*** Block opens ***

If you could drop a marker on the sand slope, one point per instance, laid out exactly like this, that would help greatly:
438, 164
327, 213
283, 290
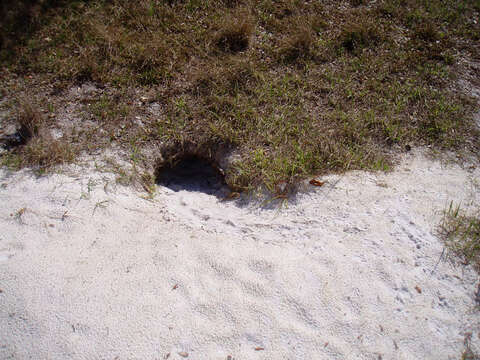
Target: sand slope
351, 270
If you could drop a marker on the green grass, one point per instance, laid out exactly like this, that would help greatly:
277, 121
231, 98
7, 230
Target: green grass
293, 87
461, 234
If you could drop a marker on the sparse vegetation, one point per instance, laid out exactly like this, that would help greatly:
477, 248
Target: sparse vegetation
461, 233
35, 146
292, 87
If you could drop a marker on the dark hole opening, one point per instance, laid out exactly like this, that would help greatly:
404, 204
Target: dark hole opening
193, 173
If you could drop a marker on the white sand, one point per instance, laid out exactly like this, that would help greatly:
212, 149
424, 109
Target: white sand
93, 271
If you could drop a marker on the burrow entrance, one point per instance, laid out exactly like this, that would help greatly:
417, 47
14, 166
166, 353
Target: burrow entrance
193, 173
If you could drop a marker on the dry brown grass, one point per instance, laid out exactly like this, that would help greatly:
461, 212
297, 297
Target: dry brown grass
234, 34
37, 149
293, 87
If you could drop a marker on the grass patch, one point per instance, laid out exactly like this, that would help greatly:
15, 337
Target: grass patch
36, 147
292, 87
461, 234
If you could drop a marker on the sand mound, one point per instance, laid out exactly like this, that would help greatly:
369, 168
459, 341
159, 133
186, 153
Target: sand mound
350, 270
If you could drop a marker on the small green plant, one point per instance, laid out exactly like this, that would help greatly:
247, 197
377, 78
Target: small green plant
461, 234
234, 36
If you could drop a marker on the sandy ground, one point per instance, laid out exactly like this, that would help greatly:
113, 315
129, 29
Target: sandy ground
350, 270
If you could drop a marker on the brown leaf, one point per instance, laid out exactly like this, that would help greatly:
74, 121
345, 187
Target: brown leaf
316, 182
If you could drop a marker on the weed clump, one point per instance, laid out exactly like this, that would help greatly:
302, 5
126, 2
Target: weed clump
461, 234
357, 36
34, 146
234, 36
297, 46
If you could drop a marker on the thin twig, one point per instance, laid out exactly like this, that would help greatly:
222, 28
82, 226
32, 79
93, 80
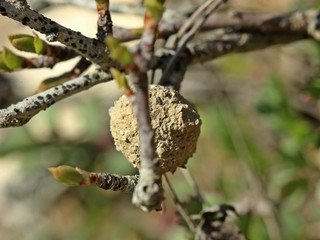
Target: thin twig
20, 113
193, 184
90, 48
148, 194
184, 36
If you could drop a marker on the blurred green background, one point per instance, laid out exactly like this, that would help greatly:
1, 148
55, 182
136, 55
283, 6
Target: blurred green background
258, 150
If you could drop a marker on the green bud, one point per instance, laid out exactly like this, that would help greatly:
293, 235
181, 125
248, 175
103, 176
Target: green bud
11, 60
119, 52
155, 7
3, 66
67, 175
121, 80
22, 42
40, 46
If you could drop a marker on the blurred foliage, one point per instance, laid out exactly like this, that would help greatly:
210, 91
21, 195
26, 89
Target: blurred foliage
261, 154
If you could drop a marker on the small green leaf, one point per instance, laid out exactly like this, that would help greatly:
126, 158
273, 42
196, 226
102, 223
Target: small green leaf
54, 81
67, 175
11, 60
155, 7
3, 66
40, 46
119, 52
22, 42
121, 80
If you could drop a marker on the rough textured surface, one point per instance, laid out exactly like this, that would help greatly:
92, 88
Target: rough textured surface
176, 124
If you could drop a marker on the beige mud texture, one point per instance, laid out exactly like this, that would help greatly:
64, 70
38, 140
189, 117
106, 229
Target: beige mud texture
174, 119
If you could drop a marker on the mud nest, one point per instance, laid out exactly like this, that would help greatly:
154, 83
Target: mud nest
174, 119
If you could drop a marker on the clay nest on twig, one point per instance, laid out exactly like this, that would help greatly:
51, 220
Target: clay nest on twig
174, 119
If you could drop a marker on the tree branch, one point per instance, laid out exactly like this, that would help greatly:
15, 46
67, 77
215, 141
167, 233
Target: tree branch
90, 48
20, 113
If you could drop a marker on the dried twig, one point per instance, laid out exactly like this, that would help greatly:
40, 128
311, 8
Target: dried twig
90, 48
184, 214
183, 37
21, 112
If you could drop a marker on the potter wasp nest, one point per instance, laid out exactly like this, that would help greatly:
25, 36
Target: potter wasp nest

*** Block closes ***

Requirement = Print every entry exactly. Pictures are not part of the copy.

Solution to the problem =
If you could drop a marker on the sand slope, one point per instance, laid out exactly like this, that would help greatly:
438, 164
327, 213
283, 290
Target: sand slope
351, 270
If you could drop a marker on the green grass, one point per instance, laid out exactly like this, that would help greatly:
277, 121
231, 98
7, 230
Target: green grass
293, 87
461, 234
If you could drop a marker on the sparse vegetation, one point per instance, laid out exactly like this, that would help greatly:
477, 248
Target: sparse vegetation
461, 233
35, 146
292, 87
If you could drop a marker on the dark hole opening, one point per instance, laid out exactly like this, that would help greatly:
404, 204
Target: dark hole opening
193, 173
If you could drop a marker on the white sand, one point per instance, laid out exactly like this, that would help greatly:
212, 149
424, 109
Target: white sand
93, 271
If you could drop a marker on the burrow entrance, one point per instance, laid out exactly like this, that would help greatly:
417, 47
14, 166
166, 353
Target: burrow entrance
193, 173
If you could drop a marker on the dry brown grass, one point per instance, laid out exactly like this, that would help greatly:
461, 212
297, 297
Target: dry brown grass
234, 34
37, 149
293, 87
If you could drop a marker on the grass patch, one point per instance, laid out exactly like this, that would help greatly:
15, 337
Target: grass patch
36, 147
292, 87
461, 234
If you could drop a marker on the sand mound, one point per instance, laid out exactly like this, that would help greatly:
369, 168
459, 341
159, 133
186, 153
Target: sand mound
350, 270
If you could drop a marker on the small green plant, one point per instance, laid out exactly like this, that would help greatly:
247, 197
377, 78
Target: small green plant
461, 234
234, 36
If you could drop a marker on the sandy ground, one point per instance, laid out exactly like this, that would help greatly:
113, 315
129, 29
Target: sandy ground
350, 270
If you could drop a marker on the brown leaf, one point per instance, laid out exactly like this, that would help greatly:
74, 121
345, 187
Target: brown leaf
316, 182
If you could drop a marker on the weed clump, one point per instance, laid out exactly like this, that would help greatly:
302, 5
126, 2
Target: weed clump
461, 234
357, 36
34, 146
234, 36
297, 46
If you could drop a marker on the thin twig, one point per instance, laid out exactly like this, that would help greatly:
222, 28
82, 226
32, 79
93, 80
Target: thin twig
20, 113
193, 184
90, 48
148, 194
184, 36
If you could drop a marker on the blurred green background, one point per instance, laid out exactly like this, that would help greatly:
1, 148
55, 182
136, 55
283, 6
Target: blurred green background
258, 150
If you could drop a marker on the green bud, one point per instance, laid out exactly like this, that would help greatly:
293, 235
181, 125
248, 175
103, 176
Target: green bud
11, 60
119, 52
155, 7
3, 66
67, 175
121, 80
22, 42
40, 46
If you could drop a marker on the blurred foliage, one point per instance, laid out exactly like this, that would help greatly:
210, 91
21, 195
26, 89
Target: blurred foliage
261, 154
If you could drop a marker on the small green leaf, one point per instance, laid out exactly like this, that would help greatly:
126, 158
273, 42
196, 226
102, 223
Target: small green leaf
54, 81
67, 175
11, 60
155, 7
3, 66
40, 46
119, 52
22, 42
121, 80
If you could drop a marker on the rough textured surface, one point per instance, laid out exactly like this, that would help greatly:
92, 88
Target: rough textured surface
176, 124
If you could drop a marker on the beige mud texture, one point per instance, laid out exactly like this, that would help greatly:
64, 70
38, 140
189, 117
106, 229
Target: beige mud texture
174, 119
If you could drop a marker on the mud nest, one point per instance, laid out exactly like this, that would help greatly:
154, 83
Target: mud nest
174, 119
If you could drop a marker on the clay nest on twig, one point per instance, laid out exactly like this, that would help greatly:
51, 220
Target: clay nest on twig
174, 119
If you could drop a marker on the tree branch, one point per instance, laid out exactly like this, that would help greatly:
15, 46
67, 77
215, 141
167, 233
Target: tree branch
90, 48
20, 113
If you could drop a marker on the dried twig, one point per instance, laid out exactly like this, that would help greatly:
40, 128
311, 8
Target: dried twig
90, 48
184, 214
183, 37
21, 112
If you could drop a marker on the potter wasp nest, one point per instance, laid out exactly like this, that would help greatly:
25, 36
Target: potter wasp nest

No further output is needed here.